(Data entries)
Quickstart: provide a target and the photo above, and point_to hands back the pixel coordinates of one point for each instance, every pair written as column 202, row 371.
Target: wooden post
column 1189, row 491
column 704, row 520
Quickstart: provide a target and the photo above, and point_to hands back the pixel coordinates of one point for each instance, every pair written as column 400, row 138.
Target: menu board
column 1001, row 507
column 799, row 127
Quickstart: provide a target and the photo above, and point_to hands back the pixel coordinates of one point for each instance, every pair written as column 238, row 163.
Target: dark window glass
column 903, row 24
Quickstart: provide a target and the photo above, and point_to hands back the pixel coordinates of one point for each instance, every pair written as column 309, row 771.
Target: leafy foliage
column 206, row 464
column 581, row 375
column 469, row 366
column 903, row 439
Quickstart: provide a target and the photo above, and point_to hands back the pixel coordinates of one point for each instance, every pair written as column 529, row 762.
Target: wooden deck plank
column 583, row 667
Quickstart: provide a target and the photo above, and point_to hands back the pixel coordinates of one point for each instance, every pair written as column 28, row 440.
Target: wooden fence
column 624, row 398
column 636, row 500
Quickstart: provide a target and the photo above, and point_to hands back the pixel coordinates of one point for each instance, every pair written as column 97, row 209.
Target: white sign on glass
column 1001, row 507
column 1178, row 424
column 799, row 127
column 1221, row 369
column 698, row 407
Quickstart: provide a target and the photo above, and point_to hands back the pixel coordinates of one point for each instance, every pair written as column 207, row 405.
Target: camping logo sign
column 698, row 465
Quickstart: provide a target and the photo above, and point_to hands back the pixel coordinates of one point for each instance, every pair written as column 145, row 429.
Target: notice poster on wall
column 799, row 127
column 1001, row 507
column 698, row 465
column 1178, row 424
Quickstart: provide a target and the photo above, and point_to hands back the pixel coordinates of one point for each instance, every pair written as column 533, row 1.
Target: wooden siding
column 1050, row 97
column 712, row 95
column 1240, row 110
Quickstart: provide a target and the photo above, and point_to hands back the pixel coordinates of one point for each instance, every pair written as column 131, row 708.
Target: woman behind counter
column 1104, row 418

> _Work instruction_
Your answer must be an exact transcription of every record above.

> _Written solution_
Quickstart: provide a target and the photo above, and point_to hands back the pixel coordinates of one point for each instance, every pair written as column 202, row 371.
Target: wooden post
column 1189, row 491
column 704, row 520
Quickstart: provide a target and the photo above, and point_to hands back the pixel coordinates of one point for each instance, every pair written as column 400, row 138.
Target: menu board
column 1001, row 507
column 799, row 127
Quickstart: provide a target and the photo above, and point_to hands back the pixel coordinates of one point for each instance, every pair written as column 238, row 163.
Target: dark window glass
column 903, row 24
Quickstart: provide a target and the photo above, and point_to hands back the pixel coordinates of one point for each instance, every pair written as column 309, row 771.
Target: leafy foliage
column 206, row 464
column 581, row 375
column 469, row 366
column 903, row 439
Quickstart: provide a target and the photo above, and point_to hands back the pixel coordinates of one point for each instance, every pair written as column 529, row 762.
Target: wooden deck plank
column 583, row 667
Quickstart: provide a target and the photo above, and point_to hands back the pixel coordinates of one point for each instance, every pair written as column 28, row 440.
Target: wooden fence
column 624, row 398
column 636, row 500
Quickstart: provide a target and the photo above, and point_to hands back the pixel coordinates of one point for each instance, every pair written as column 97, row 209.
Target: white sign on glass
column 1001, row 507
column 1178, row 424
column 799, row 127
column 1221, row 369
column 698, row 407
Quickstart: provide a target and the photo above, and point_to hands back the pixel coordinates of one point for each instance, every pair written as column 207, row 405.
Target: camping logo sign
column 698, row 465
Quickstart: provide a target and the photo above, and point_to hands back the pixel coordinates of one point for each instance, every pair written as column 145, row 429.
Target: notice poster on wall
column 799, row 127
column 1001, row 507
column 698, row 465
column 1178, row 424
Quickstart: provide a target and the photo above, and point_to hands back the pixel coordinates of one point for each instance, every pair written as column 533, row 1.
Target: wooden siding
column 1050, row 97
column 712, row 95
column 1240, row 110
Quickstart: provide a target and the photo above, and point_to hands back the pixel coordinates of one point for each instance, every pair written as column 131, row 708.
Target: woman behind counter
column 1104, row 418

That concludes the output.